What is being asked
Carry on the passage about maize R2R3-MYB proteins from the point where it stops.

Reading text
-.-.-

Finally, we identified 157 typical non-redundant R2R3-MYB proteins, and also 1 AtCDC5-like R2R3-MYB protein in maize genome. In order to distinguish the remaining R2R3-MYBs, we provisionally named them ZmMYB1 to ZmMYB158, based on the order of the corresponding chromosome locations identified from the maize genome browser (Table S1).

Conserved Residues in the MYB Domain

Similar to their counterparts in other plant species, the basic regions of maize R2R3-MYB domains contained, on average, ~108 basic residues, with rare frequency of deletion or insertion (~2%). By contrast, the region outside the DBD was the most divergent in terms of length, and also amino acid composition. Consistent with earlier reports, the R2 and R3 MYB repeats of ZmMYBs contained characteristic amino acids, including a series of evenly distributed and highly conserved Trp (W) residues (Fig. 1).

-.-.-

Provided information
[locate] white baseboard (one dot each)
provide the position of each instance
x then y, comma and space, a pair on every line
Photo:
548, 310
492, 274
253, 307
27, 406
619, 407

-.-.-

Exercise answer
As shown in Figure 1, 6 Trp (W) residues at positions 9, 29, and 49 in the R2 repeat, and 62, 81, and 100 in the R3 repeat, form a hydrophobic core and serve as landmarks in the DBD of plant MYB proteins. In general, these Trp (W) residues, excepting Trp-62, are highly conserved in plant MYB DBDs. For example, substitution at Trp-9, Trp-49, and Trp-100 is found in only 1 ZmMYB, respectively. By contrast, most of the ZmMYBs had a substitution at Trp-62 (Fig. 1), and the exchanged amino acid was predominantly hydrophobic, such as Phe (F) or (less frequently) Ile (I), Leu (L), or Tyr (Y) (Fig. 1). In addition to these highly conserved Trp residues, a cysteine (C) located in the DNA recognition helix of R2 (Cys-45 in Fig. 1) was also completely conserved in the ZmMYB proteins.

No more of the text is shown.